Exercise brief
Pictures should be excluded; otherwise, copy every entry exactly.

Data to use
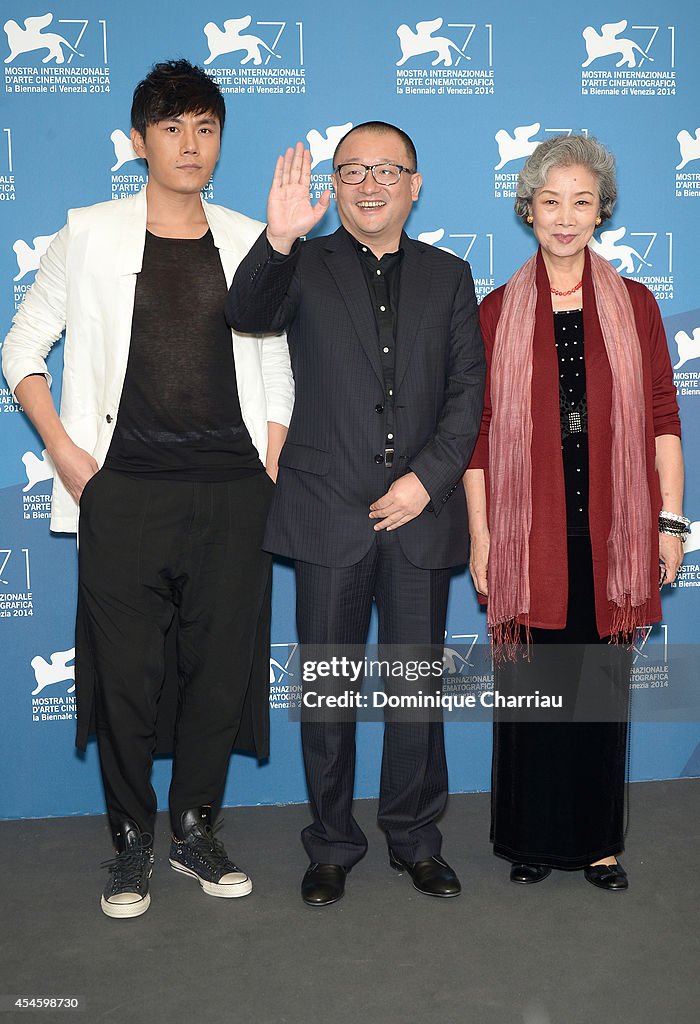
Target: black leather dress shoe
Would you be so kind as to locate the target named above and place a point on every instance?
(323, 884)
(526, 875)
(433, 876)
(612, 878)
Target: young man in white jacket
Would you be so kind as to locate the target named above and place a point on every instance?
(168, 439)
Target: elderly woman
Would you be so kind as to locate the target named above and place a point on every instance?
(574, 496)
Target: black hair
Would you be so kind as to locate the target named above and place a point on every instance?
(173, 88)
(381, 127)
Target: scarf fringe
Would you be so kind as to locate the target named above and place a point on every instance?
(509, 640)
(626, 620)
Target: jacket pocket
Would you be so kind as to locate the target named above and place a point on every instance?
(305, 459)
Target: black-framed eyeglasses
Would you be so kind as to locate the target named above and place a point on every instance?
(384, 174)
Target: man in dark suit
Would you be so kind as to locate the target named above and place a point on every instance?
(389, 370)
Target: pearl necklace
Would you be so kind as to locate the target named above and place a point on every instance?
(570, 292)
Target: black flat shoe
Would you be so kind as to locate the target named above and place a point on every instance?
(323, 884)
(526, 875)
(612, 878)
(433, 877)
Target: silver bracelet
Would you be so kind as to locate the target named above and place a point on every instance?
(674, 525)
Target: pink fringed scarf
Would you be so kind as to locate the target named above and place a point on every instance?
(511, 466)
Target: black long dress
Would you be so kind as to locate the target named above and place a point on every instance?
(558, 785)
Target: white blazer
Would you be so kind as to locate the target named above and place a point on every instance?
(86, 284)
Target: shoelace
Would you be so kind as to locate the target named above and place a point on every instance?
(205, 839)
(127, 866)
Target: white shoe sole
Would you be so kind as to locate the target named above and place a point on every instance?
(215, 888)
(126, 909)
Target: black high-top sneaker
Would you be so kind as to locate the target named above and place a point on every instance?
(126, 893)
(195, 851)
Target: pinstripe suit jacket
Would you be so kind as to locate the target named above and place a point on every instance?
(329, 473)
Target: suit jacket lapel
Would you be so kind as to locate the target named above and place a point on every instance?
(413, 292)
(344, 265)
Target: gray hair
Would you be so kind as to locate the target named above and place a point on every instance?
(565, 151)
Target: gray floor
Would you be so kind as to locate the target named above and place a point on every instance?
(559, 952)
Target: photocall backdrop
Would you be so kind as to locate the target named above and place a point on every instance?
(477, 85)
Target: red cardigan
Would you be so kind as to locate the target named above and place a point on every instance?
(549, 572)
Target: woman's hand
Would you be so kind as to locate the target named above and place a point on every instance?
(478, 561)
(670, 553)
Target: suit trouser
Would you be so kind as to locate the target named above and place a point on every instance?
(150, 552)
(334, 605)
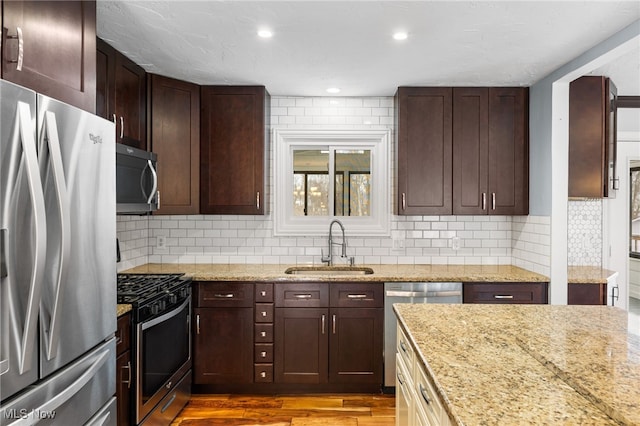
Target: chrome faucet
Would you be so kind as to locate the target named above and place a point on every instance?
(329, 258)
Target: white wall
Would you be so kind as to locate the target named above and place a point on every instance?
(523, 241)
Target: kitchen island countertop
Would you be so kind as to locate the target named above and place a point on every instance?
(529, 364)
(382, 273)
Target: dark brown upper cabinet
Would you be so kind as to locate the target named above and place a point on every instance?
(234, 142)
(424, 150)
(58, 40)
(592, 137)
(175, 138)
(122, 95)
(462, 151)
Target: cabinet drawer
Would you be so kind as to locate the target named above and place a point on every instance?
(302, 295)
(264, 292)
(264, 312)
(225, 294)
(263, 333)
(404, 348)
(505, 293)
(263, 352)
(123, 334)
(357, 295)
(263, 373)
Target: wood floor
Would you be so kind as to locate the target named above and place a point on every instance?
(288, 410)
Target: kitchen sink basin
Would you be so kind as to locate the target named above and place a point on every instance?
(328, 270)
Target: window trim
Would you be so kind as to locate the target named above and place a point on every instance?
(378, 141)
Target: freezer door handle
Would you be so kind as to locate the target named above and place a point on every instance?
(52, 308)
(64, 396)
(30, 164)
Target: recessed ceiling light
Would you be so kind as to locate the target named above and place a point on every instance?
(400, 35)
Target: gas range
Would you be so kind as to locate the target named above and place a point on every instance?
(151, 295)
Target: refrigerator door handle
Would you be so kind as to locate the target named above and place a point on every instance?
(52, 331)
(28, 341)
(64, 396)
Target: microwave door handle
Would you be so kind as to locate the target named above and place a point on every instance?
(62, 195)
(154, 189)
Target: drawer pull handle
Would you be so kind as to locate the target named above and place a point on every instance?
(356, 296)
(223, 296)
(423, 393)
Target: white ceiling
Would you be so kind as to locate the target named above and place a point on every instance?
(348, 44)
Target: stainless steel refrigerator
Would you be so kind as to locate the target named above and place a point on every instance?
(57, 262)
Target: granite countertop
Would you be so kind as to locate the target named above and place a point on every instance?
(588, 275)
(529, 364)
(382, 273)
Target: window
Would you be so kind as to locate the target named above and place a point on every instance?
(322, 175)
(634, 204)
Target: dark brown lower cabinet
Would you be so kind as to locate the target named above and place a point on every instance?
(355, 343)
(301, 345)
(499, 293)
(587, 294)
(223, 346)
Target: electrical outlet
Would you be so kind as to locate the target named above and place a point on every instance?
(161, 242)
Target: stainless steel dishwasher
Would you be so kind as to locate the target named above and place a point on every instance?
(423, 292)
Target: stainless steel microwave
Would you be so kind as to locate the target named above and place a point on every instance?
(136, 181)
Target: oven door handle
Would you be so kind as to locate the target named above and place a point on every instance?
(168, 315)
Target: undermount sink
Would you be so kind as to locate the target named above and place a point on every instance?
(328, 270)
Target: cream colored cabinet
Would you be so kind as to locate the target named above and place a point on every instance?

Written response
Target: black leather dress shoe
Would you be so kind as to locate the target named above and place a point on every instance?
(323, 884)
(526, 875)
(433, 876)
(612, 878)
Target: young man in white jacket
Would you be so kind as to locate the target named above and place a point on every instance?
(168, 439)
Target: elderly woman
Would you be so kind as to locate the target named above and place a point on every instance?
(574, 496)
Target: black hair
Would you be so kind as to locate the target named above and place a point on every instance?
(173, 88)
(381, 127)
Target: scarf fringe
Would you be so kind as to locate the target named above and place a point on every instance?
(509, 640)
(626, 620)
Target: jacket pocket
Would you be so kind as to locate the target named above and place a point on every instance?
(305, 459)
Target: black-framed eyeglasses
Would you be so kind as to locate the target named above and place a point on every instance?
(384, 174)
Target: man in dark suit
Would you be so kind as to locate the target named above and place a point on every instance?
(389, 370)
Target: pearl necklace
Would you be so kind as to locate the target named above and place a point on every instance?
(570, 292)
Target: black flat shoe
Would you be so kind as to locate the target named above and place a point on every instance?
(323, 884)
(526, 875)
(612, 878)
(433, 877)
Target: silver bracelet
Would you be so kind as to locate the target named above and place a point on every instance?
(674, 525)
Target: pink fringed scarf
Would you be so kind as to locate the target named above and place a point on every instance?
(511, 466)
Target: black long dress
Would you be so kind as to locate the target named above and place a point on every instance?
(558, 785)
Target: white blazer
Would you be so kind as to locate the target named above and place a point on every instance?
(86, 284)
Target: shoelace
Would you be so kind as to locate the target named above and place a point on every instance?
(205, 839)
(127, 866)
Target: white shoe sole
Would you be so kind as to locate the target named above and place a point on every instance?
(215, 888)
(126, 909)
Target: black high-top sneaker
Would you be so kind as to locate the target named above and place a point on every instance?
(126, 893)
(195, 851)
Target: pinstripe suit jacket
Would you be so kind as to locate the target named above and place a point on every instance?
(329, 473)
Target: suit jacket lapel
Would you be so kind as to locate the target named above and place a point on every instance?
(413, 292)
(344, 265)
Target: gray hair
Would you be so kind as to locate the target named above and place a point on every instance?
(565, 151)
Target: gray floor
Would you be so kind as to locate the target named above and place a point on every instance?
(559, 952)
Target: photocall backdrop
Would you be so kind as to locate the target named above and place a point on every instance?
(477, 85)
Target: red cardigan
Would you be so kind as to locate the target named above and place a point on every instance?
(549, 572)
Target: woman's hand
Would you be so kind as to locate the target named above and place a point on every instance?
(478, 561)
(670, 553)
Target: suit trouser
Would you be so kind as to locate the target named above and place a point on every instance?
(150, 552)
(334, 605)
Target: chrome faucet
Would you be so kind as to locate the target named above and place a point on every instance?
(329, 258)
Target: white wall
Would you be so kind as to locate the target named above and place a point on every instance?
(523, 241)
Target: kitchen island countertop
Would you be so kind as to locate the target named above and place a point on every instance?
(529, 364)
(382, 273)
Target: dark brown upper cabinet
Would you be so kind as to locate the target named above and place a point on every instance?
(234, 142)
(424, 150)
(58, 40)
(592, 137)
(175, 138)
(122, 95)
(462, 151)
Target: cabinet drawer
Would you be so kind as to locate the target named above and place a point on every instance?
(302, 295)
(264, 292)
(264, 312)
(225, 294)
(263, 333)
(404, 348)
(505, 293)
(263, 352)
(123, 334)
(357, 295)
(263, 373)
Target: wood floor
Would you be so kind as to locate the target named above and place a point on every instance?
(288, 410)
Target: kitchen sink basin
Would you be so kind as to locate the target named above and place a point on every instance?
(328, 270)
Target: window trim
Would you be so kind as to locate the target named above and place a point on every instance?
(378, 141)
Target: freezer door handle
Would you be so kind as to locate the target named above and place a point on every instance?
(52, 308)
(64, 396)
(30, 164)
Target: recessed ceiling light
Would you be so kind as to locate the target named above and place a point on every instance?
(400, 35)
Target: gas range
Would you be so kind as to locate the target named above and place a point on every instance?
(151, 295)
Target: refrigerator door handle
Would you be so kind as to locate the target named above and place a point on every instance?
(52, 331)
(28, 341)
(64, 396)
Target: microwave door handle
Would you be so kind as to locate the target named above and place a point on every instance?
(62, 195)
(154, 189)
Target: drawer pull handle
Would you be so kind as to locate the target named above and place a point on every instance?
(356, 296)
(223, 296)
(423, 393)
Target: white ceiling
Would you be so kind as to locate the target named above and place a point on every instance?
(348, 44)
Target: stainless steel refrigerator
Would you be so kind as to locate the target named above and place a point on every instance?
(57, 262)
Target: granite countertop
Would you be so kind as to locate the target named above and place a point on every instance?
(588, 275)
(529, 364)
(382, 273)
Target: window
Would you be so kind as to locate the target named above and place a point on every instance?
(322, 175)
(634, 204)
Target: dark brown lower cabinet
Would you be so kind as to locate the target named above and place a point on every instance?
(355, 343)
(301, 345)
(499, 293)
(587, 294)
(223, 346)
Target: electrical outlet
Would you be so kind as to locate the target named above and place a point on every instance?
(161, 242)
Target: stainless steel dishwasher
Would you be so kind as to locate the target named above and place a point on every instance?
(423, 292)
Target: stainless steel microwave
Would you be so kind as to locate the target named above and place a point on every instance?
(136, 181)
Target: oven door handle
Would you be so kind as to locate the target named above and place a point on every instance?
(168, 315)
Target: undermount sink
Would you be so kind as to locate the target named above and place a point on every instance?
(328, 270)
Target: cream colored cabinet
Would you be so kind as to locate the target named above and place a point on every instance?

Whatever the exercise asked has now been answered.